> GIVEN DATA:
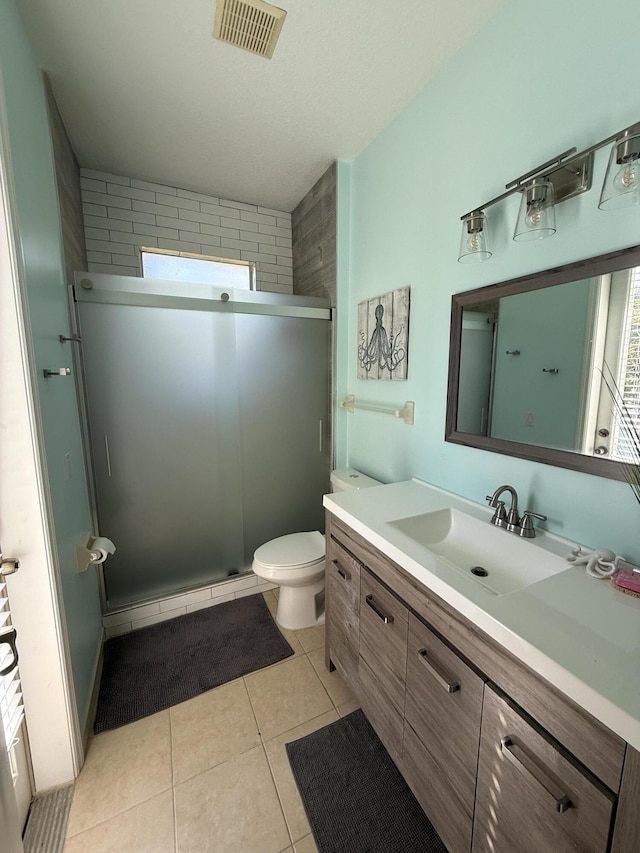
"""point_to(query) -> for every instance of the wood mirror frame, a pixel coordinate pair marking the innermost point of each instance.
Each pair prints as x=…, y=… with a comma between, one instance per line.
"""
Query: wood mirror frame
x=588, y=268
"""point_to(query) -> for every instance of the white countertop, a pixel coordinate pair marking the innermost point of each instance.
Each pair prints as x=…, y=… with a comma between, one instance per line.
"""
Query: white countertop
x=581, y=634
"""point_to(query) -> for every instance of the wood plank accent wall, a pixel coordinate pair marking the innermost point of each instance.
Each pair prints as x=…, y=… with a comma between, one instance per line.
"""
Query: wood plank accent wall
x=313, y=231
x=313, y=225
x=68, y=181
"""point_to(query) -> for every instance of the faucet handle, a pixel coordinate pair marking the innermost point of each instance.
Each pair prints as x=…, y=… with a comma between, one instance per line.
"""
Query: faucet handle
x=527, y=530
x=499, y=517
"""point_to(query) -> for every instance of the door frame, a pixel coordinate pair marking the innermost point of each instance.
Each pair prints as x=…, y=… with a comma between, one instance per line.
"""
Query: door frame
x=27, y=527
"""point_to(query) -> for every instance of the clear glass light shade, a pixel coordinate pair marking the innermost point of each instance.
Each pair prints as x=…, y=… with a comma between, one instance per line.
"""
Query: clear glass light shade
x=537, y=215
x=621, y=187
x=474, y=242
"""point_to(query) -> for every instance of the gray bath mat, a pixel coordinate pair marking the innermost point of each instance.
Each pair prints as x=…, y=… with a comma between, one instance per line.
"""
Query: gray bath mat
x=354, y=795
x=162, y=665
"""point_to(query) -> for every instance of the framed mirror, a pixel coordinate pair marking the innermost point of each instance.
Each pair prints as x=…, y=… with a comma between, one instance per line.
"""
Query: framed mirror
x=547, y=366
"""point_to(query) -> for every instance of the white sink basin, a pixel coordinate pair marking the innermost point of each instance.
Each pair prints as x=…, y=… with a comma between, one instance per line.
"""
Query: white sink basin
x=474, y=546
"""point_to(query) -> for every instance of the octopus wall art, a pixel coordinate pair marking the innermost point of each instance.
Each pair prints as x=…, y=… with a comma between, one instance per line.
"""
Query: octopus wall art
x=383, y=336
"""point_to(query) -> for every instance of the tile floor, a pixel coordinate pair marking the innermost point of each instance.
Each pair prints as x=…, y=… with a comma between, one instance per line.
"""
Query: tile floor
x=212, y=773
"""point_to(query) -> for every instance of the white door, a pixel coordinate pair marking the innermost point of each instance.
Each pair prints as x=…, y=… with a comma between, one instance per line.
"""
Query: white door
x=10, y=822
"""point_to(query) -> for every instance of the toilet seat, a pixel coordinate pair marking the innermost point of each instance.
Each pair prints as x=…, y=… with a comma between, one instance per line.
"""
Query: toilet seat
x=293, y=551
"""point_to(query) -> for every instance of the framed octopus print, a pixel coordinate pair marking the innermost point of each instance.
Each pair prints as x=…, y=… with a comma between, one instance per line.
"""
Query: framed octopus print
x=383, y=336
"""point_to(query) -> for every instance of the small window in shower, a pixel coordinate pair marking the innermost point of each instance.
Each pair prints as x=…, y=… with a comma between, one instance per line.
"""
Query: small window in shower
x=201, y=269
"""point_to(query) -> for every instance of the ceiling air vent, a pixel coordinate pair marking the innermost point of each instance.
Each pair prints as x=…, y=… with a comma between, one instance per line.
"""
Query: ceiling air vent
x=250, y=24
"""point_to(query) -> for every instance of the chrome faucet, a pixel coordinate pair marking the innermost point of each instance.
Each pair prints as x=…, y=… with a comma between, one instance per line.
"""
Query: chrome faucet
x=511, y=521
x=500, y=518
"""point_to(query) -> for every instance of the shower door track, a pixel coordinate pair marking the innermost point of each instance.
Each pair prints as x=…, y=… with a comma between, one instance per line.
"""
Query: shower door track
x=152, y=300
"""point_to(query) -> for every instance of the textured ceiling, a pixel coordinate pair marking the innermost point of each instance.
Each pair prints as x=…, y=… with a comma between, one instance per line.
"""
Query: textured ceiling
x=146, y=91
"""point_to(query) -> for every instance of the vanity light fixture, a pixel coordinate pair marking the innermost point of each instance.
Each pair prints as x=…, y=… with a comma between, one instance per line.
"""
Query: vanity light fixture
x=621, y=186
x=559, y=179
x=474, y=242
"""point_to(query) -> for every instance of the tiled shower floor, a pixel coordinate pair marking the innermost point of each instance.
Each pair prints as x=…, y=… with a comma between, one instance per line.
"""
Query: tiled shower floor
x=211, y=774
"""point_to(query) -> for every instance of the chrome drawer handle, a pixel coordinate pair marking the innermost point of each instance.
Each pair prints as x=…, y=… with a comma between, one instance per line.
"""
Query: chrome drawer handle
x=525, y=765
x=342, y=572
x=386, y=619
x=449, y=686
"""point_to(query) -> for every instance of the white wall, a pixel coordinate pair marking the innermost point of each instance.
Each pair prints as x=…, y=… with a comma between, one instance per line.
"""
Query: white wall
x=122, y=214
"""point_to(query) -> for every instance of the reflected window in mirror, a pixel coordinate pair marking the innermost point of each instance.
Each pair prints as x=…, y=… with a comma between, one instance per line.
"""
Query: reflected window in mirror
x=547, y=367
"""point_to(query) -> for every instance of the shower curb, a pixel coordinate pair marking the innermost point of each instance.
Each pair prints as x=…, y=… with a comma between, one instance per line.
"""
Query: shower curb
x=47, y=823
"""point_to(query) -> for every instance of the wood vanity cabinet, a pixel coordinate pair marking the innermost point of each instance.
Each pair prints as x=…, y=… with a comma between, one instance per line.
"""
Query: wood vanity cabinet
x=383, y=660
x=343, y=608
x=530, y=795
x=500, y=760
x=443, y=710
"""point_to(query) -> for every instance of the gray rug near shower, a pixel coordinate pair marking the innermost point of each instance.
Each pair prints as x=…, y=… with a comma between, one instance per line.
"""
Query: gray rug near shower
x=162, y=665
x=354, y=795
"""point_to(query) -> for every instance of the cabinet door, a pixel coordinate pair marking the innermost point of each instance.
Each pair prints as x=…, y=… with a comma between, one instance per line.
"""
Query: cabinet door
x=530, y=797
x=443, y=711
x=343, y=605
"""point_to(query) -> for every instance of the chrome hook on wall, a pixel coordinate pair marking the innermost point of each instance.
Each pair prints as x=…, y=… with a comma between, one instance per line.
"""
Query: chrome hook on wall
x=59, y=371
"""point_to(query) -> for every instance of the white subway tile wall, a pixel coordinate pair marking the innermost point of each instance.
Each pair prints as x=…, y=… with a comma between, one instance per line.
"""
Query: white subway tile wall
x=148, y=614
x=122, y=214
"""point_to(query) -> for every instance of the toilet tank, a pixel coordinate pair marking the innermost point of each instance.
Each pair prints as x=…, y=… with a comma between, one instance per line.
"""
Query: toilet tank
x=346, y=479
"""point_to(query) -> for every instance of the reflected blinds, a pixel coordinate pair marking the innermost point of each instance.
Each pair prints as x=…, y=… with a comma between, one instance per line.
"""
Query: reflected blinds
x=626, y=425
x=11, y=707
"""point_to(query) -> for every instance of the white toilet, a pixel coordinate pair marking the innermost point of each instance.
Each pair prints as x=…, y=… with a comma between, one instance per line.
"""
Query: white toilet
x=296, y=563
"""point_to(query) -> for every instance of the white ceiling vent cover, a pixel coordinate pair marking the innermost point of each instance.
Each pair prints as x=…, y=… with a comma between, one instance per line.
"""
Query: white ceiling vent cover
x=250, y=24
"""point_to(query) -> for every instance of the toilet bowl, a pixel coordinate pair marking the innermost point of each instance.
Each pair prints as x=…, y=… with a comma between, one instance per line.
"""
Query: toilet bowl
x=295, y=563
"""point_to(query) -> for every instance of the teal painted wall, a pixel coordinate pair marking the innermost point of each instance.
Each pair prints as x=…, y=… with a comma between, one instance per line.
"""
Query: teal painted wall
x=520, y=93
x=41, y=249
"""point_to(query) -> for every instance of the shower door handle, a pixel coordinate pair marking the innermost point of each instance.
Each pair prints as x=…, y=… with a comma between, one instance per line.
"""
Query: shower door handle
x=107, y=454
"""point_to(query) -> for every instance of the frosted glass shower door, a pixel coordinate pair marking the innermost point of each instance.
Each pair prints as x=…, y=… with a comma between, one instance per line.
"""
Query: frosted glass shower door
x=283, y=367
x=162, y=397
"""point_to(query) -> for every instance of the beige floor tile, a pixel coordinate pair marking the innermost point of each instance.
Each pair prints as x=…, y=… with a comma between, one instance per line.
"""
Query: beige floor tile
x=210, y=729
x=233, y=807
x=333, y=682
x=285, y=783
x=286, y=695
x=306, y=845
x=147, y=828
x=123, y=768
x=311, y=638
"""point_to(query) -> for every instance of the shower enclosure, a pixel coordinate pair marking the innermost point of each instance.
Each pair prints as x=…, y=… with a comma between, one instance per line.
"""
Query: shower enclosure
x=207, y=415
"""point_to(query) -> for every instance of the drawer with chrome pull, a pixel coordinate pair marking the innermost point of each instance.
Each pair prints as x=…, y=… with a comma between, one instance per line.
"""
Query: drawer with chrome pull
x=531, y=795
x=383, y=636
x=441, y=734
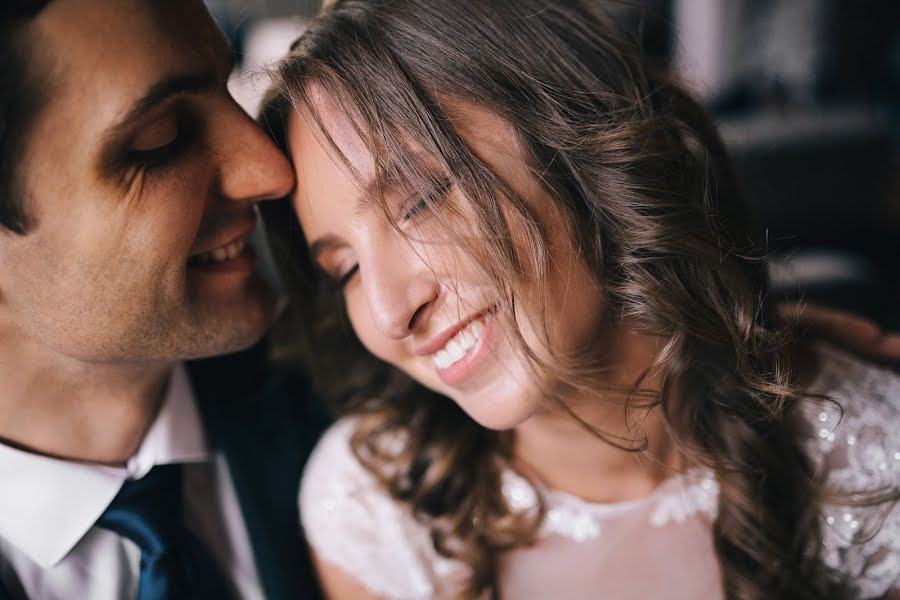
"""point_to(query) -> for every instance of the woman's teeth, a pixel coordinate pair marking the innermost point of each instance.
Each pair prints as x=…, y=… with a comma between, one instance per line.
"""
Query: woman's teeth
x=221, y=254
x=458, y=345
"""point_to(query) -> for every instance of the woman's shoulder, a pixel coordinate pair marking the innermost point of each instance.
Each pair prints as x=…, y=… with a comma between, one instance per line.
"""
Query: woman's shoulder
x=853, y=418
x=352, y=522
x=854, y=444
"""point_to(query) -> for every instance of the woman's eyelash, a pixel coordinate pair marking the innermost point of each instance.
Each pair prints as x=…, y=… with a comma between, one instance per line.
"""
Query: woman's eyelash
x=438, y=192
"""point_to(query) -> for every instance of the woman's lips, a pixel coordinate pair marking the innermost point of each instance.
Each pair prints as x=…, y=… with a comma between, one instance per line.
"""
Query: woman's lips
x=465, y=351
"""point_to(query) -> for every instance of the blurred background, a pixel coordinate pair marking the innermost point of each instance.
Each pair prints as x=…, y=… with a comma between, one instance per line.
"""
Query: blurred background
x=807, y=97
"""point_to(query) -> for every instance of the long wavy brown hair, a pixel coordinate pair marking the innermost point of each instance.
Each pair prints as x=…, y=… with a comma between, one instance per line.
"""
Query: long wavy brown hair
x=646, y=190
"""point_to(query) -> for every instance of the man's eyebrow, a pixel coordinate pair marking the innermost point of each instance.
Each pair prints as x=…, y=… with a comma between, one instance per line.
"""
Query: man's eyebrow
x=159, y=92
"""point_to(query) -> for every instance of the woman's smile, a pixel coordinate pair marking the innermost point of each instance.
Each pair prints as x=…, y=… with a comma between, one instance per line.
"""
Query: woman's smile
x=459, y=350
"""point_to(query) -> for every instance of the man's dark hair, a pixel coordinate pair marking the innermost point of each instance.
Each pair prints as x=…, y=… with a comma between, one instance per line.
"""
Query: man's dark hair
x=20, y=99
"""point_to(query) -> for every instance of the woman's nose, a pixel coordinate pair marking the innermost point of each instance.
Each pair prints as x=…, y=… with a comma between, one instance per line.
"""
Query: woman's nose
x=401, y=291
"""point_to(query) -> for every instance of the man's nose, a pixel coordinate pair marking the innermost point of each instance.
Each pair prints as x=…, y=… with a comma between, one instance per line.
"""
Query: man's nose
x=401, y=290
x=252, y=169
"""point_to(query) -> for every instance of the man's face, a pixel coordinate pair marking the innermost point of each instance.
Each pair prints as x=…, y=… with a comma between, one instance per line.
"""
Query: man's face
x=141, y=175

> AIM OF THE TASK:
Only an exact copy of the lines from the top of the entries through the line with "of the faucet", both included, should be given, with all pictures omitted.

> RESULT BELOW:
"""point_to(query) -> for every instance of the wood mirror frame, a pixel coordinate pair marking the innermost point of each instance.
Each pair prints as x=…, y=… with a comma between, one instance per line.
"""
Query: wood mirror frame
x=588, y=268
"""point_to(query) -> for every instance of the white countertop, a pixel coordinate pair marking the innermost point of each instance.
Each pair prints as x=…, y=… with a comma between, one instance per line.
"""
Query: white countertop
x=581, y=634
"""point_to(query) -> for every instance of the wood plank accent wall, a pixel coordinate pair marking the innermost point of each instance.
Each pair prints as x=…, y=… with a comma between, one instance per line.
"""
Query: wood plank accent wall
x=313, y=231
x=313, y=225
x=68, y=181
"""point_to(query) -> for every instance of the faucet handle, a pixel coordinate pair marking the innermost point of each instance.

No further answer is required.